#### Document extract
Hard climb: Injured pro-climber on his rocky recovery
- 25 February 2013
- From the section Highlands & Islands
Dave MacLeod has struck new climbing routes on some of the UK's most challenging cliff faces. But, in October, a run-of-the-mill climb ended in a bad injury. Recovery has been a rocky road.
Two years ago, MacLeod and fellow climber Tim Emmett completed a gruelling new route live on television.
The pair achieved their feat with barely minutes left before the broadcast had to drop off air.
Later dubbed Usual Suspects, after the 1995 film starring Kevin Spacey, the climb is one of the toughest on Sron Ulladale, a towering rock face on the Harris in the Western Isles.
The following year, MacLeod, now 34, made the first free climb of Longhope Direct, a route on St John's Head, on Orkney. St John's Head is the UK's largest sea cliff and rises to more than 343m (1,128ft).
In free climbing, ropes and equipment are only there as protection against a fall and cannot be used as an aid.
In the months that followed, MacLeod completed a new free climb in Norway and shot a film about bouldering in Switzerland.
Last summer, he struck a new climb at an overhang, or roof, in ancient sandstone cliffs on the isle of Raasay.
Then, in the autumn of that year, the Lochaber-based climber was brought crashing back down to earth in an accident in familiar territory close to his home.
"My backyard for climbing is Glen Nevis," says MacLeod.
"I spend most of the summer there climbing new routes in Steall Gorge and was just on a normal climbing day - I was actually doing a really easy, warm up route - when I fell."
MacLeod had completed the warm up climb with friends and was being lowered on a rope, which was anchored at the top of the climb and controlled by another climber standing on the ground below.
Because his colleague had positioned himself further back than intended, the rope ran out 3m (10ft) from the bottom of the climb.
MacLeod said: "It is a common accident that climbers always have to be vigilant of.
"I was lowered off the end of the rope and I dropped the last 10ft, clipping a ledge with my right ankle, tumbled down a hill and ended up wrapped around a tree."
########
#### Given information
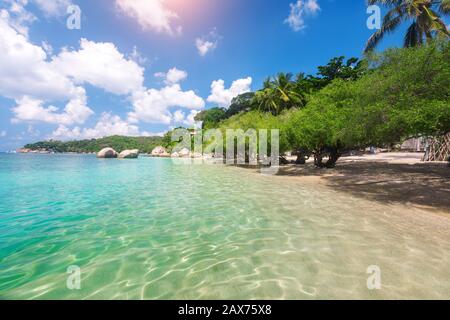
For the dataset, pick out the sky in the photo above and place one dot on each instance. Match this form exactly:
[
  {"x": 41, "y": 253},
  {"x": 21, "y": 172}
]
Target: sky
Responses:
[{"x": 141, "y": 67}]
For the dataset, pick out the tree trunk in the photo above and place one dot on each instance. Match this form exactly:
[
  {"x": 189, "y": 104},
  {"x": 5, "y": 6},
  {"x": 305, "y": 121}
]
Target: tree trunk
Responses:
[{"x": 333, "y": 157}]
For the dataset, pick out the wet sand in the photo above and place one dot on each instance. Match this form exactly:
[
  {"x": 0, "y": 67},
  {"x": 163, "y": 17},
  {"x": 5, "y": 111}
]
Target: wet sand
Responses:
[{"x": 390, "y": 178}]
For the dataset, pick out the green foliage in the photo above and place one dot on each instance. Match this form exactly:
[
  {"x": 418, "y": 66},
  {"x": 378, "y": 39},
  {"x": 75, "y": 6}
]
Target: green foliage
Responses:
[
  {"x": 242, "y": 103},
  {"x": 260, "y": 120},
  {"x": 118, "y": 143},
  {"x": 407, "y": 95},
  {"x": 211, "y": 117}
]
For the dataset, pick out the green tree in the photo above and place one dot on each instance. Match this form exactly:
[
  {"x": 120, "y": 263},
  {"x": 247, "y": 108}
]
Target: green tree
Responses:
[
  {"x": 211, "y": 117},
  {"x": 424, "y": 14}
]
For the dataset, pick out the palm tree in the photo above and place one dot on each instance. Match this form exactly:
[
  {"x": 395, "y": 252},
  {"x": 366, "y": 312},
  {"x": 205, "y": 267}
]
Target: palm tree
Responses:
[
  {"x": 425, "y": 17},
  {"x": 279, "y": 93}
]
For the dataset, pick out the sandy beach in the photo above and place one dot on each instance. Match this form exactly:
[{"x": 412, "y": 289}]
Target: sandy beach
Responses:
[{"x": 390, "y": 178}]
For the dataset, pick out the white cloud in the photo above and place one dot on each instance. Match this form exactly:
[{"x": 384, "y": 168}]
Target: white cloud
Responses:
[
  {"x": 207, "y": 43},
  {"x": 137, "y": 57},
  {"x": 172, "y": 76},
  {"x": 153, "y": 105},
  {"x": 53, "y": 8},
  {"x": 178, "y": 116},
  {"x": 33, "y": 110},
  {"x": 17, "y": 15},
  {"x": 150, "y": 14},
  {"x": 108, "y": 125},
  {"x": 24, "y": 70},
  {"x": 21, "y": 18},
  {"x": 102, "y": 65},
  {"x": 222, "y": 97},
  {"x": 296, "y": 19}
]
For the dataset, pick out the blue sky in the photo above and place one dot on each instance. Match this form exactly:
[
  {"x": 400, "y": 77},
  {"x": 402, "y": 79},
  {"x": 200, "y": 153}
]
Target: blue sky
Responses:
[{"x": 117, "y": 80}]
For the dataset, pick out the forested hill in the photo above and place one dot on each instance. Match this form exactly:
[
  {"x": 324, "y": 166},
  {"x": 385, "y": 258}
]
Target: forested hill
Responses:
[{"x": 118, "y": 143}]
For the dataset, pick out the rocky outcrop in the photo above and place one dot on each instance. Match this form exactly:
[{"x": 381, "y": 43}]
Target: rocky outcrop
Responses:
[
  {"x": 160, "y": 152},
  {"x": 129, "y": 154},
  {"x": 107, "y": 153}
]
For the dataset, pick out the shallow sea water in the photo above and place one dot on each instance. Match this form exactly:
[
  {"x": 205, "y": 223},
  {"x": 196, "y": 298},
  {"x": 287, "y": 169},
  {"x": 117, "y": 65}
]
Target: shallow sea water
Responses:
[{"x": 150, "y": 229}]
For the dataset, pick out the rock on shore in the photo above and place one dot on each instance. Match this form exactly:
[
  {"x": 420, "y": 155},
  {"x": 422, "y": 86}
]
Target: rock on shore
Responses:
[
  {"x": 129, "y": 154},
  {"x": 107, "y": 153}
]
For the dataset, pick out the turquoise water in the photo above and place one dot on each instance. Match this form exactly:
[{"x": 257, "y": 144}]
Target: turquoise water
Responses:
[{"x": 149, "y": 229}]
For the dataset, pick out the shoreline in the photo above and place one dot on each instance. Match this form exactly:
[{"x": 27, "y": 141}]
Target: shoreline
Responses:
[
  {"x": 395, "y": 178},
  {"x": 389, "y": 178}
]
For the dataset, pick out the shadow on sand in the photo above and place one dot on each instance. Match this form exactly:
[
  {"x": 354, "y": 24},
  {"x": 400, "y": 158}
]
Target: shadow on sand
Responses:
[{"x": 419, "y": 184}]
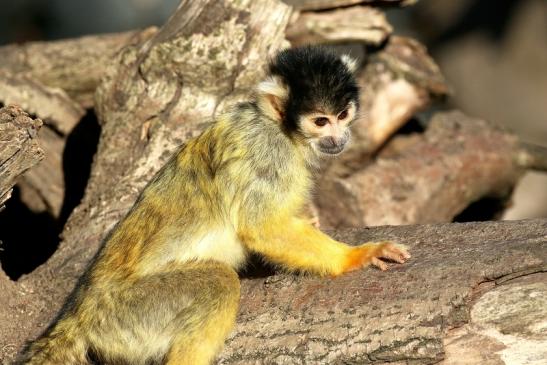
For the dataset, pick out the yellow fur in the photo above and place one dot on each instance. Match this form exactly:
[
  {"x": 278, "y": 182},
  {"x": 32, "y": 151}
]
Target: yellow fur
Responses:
[{"x": 164, "y": 287}]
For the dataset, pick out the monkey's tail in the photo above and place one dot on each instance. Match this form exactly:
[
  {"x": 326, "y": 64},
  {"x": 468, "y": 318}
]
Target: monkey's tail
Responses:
[{"x": 61, "y": 345}]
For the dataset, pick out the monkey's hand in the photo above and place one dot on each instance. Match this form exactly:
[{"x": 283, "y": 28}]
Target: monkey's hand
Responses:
[
  {"x": 297, "y": 245},
  {"x": 371, "y": 253}
]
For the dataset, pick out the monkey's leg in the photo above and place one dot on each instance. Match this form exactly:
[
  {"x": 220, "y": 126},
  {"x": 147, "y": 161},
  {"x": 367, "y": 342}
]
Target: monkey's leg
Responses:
[
  {"x": 181, "y": 314},
  {"x": 296, "y": 244},
  {"x": 210, "y": 320}
]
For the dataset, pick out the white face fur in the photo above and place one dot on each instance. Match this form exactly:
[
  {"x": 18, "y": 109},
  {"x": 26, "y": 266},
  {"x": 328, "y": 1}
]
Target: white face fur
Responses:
[{"x": 328, "y": 133}]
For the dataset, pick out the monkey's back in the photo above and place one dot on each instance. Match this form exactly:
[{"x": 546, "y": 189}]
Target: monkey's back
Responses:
[{"x": 213, "y": 188}]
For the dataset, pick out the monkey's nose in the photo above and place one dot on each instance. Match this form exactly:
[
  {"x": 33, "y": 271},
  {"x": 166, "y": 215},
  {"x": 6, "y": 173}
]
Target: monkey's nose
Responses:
[{"x": 331, "y": 142}]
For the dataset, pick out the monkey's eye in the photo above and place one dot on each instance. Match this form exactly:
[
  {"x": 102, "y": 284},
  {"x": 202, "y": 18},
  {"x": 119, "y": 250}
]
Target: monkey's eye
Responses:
[{"x": 321, "y": 122}]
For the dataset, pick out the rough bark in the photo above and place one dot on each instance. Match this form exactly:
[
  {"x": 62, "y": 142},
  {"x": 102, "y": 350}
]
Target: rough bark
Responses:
[
  {"x": 397, "y": 82},
  {"x": 19, "y": 150},
  {"x": 356, "y": 24},
  {"x": 74, "y": 65},
  {"x": 43, "y": 187},
  {"x": 457, "y": 161},
  {"x": 52, "y": 105},
  {"x": 161, "y": 90},
  {"x": 306, "y": 5},
  {"x": 156, "y": 94},
  {"x": 403, "y": 315}
]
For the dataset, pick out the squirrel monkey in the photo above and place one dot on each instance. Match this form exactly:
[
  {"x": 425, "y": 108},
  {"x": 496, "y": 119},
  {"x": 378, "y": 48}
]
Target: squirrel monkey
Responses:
[{"x": 164, "y": 286}]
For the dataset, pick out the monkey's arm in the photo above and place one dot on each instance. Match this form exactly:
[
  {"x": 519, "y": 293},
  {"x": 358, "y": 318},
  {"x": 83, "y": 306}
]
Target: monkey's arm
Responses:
[{"x": 296, "y": 244}]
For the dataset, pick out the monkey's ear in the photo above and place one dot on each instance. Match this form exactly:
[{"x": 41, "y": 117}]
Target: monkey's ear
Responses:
[
  {"x": 350, "y": 62},
  {"x": 272, "y": 96}
]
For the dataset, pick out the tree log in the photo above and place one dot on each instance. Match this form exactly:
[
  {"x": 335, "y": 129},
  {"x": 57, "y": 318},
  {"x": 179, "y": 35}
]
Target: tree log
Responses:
[
  {"x": 405, "y": 315},
  {"x": 307, "y": 5},
  {"x": 19, "y": 150},
  {"x": 156, "y": 94},
  {"x": 73, "y": 65},
  {"x": 456, "y": 162},
  {"x": 356, "y": 24},
  {"x": 397, "y": 82}
]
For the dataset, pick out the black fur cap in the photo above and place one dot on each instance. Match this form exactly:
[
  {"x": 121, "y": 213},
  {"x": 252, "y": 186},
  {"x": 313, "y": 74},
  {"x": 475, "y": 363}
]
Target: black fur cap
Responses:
[{"x": 317, "y": 79}]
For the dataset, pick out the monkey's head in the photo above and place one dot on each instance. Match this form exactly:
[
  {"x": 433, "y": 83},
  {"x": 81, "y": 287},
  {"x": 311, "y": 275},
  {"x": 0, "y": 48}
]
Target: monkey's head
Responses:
[{"x": 313, "y": 93}]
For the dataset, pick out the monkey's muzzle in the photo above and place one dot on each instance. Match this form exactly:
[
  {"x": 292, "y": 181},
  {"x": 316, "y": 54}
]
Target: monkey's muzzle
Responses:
[{"x": 331, "y": 145}]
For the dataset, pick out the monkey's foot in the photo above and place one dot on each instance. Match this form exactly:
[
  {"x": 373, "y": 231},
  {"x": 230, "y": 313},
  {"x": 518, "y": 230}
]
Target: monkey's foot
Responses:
[{"x": 373, "y": 253}]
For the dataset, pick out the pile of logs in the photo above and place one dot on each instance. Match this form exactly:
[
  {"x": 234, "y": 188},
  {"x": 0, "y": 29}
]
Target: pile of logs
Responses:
[{"x": 153, "y": 89}]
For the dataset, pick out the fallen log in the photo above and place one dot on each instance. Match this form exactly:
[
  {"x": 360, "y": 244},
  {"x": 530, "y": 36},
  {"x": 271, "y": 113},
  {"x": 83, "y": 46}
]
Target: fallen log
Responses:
[
  {"x": 411, "y": 313},
  {"x": 19, "y": 150},
  {"x": 457, "y": 161},
  {"x": 155, "y": 95},
  {"x": 309, "y": 5},
  {"x": 362, "y": 24},
  {"x": 73, "y": 65}
]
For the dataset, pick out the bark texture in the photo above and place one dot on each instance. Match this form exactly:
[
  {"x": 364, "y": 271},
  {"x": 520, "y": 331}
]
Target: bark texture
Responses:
[
  {"x": 161, "y": 89},
  {"x": 19, "y": 150},
  {"x": 432, "y": 179},
  {"x": 356, "y": 24},
  {"x": 211, "y": 54},
  {"x": 330, "y": 4},
  {"x": 74, "y": 65}
]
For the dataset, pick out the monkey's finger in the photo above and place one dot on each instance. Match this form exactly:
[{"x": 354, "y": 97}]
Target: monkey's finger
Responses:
[
  {"x": 394, "y": 256},
  {"x": 400, "y": 250},
  {"x": 378, "y": 263}
]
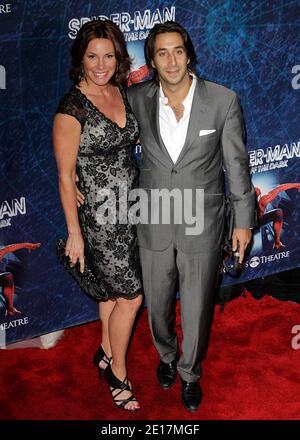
########
### Your objective
Reproduce the news article on Dave MacLeod's climbing injury in full, word for word, from its headline to its final line.

### Result
Hard climb: Injured pro-climber on his rocky recovery
- 25 February 2013
- From the section Highlands & Islands
Dave MacLeod has struck new climbing routes on some of the UK's most challenging cliff faces. But, in October, a run-of-the-mill climb ended in a bad injury. Recovery has been a rocky road.
Two years ago, MacLeod and fellow climber Tim Emmett completed a gruelling new route live on television.
The pair achieved their feat with barely minutes left before the broadcast had to drop off air.
Later dubbed Usual Suspects, after the 1995 film starring Kevin Spacey, the climb is one of the toughest on Sron Ulladale, a towering rock face on the Harris in the Western Isles.
The following year, MacLeod, now 34, made the first free climb of Longhope Direct, a route on St John's Head, on Orkney. St John's Head is the UK's largest sea cliff and rises to more than 343m (1,128ft).
In free climbing, ropes and equipment are only there as protection against a fall and cannot be used as an aid.
In the months that followed, MacLeod completed a new free climb in Norway and shot a film about bouldering in Switzerland.
Last summer, he struck a new climb at an overhang, or roof, in ancient sandstone cliffs on the isle of Raasay.
Then, in the autumn of that year, the Lochaber-based climber was brought crashing back down to earth in an accident in familiar territory close to his home.
"My backyard for climbing is Glen Nevis," says MacLeod.
"I spend most of the summer there climbing new routes in Steall Gorge and was just on a normal climbing day - I was actually doing a really easy, warm up route - when I fell."
MacLeod had completed the warm up climb with friends and was being lowered on a rope, which was anchored at the top of the climb and controlled by another climber standing on the ground below.
Because his colleague had positioned himself further back than intended, the rope ran out 3m (10ft) from the bottom of the climb.
MacLeod said: "It is a common accident that climbers always have to be vigilant of.
"I was lowered off the end of the rope and I dropped the last 10ft, clipping a ledge with my right ankle, tumbled down a hill and ended up wrapped around a tree."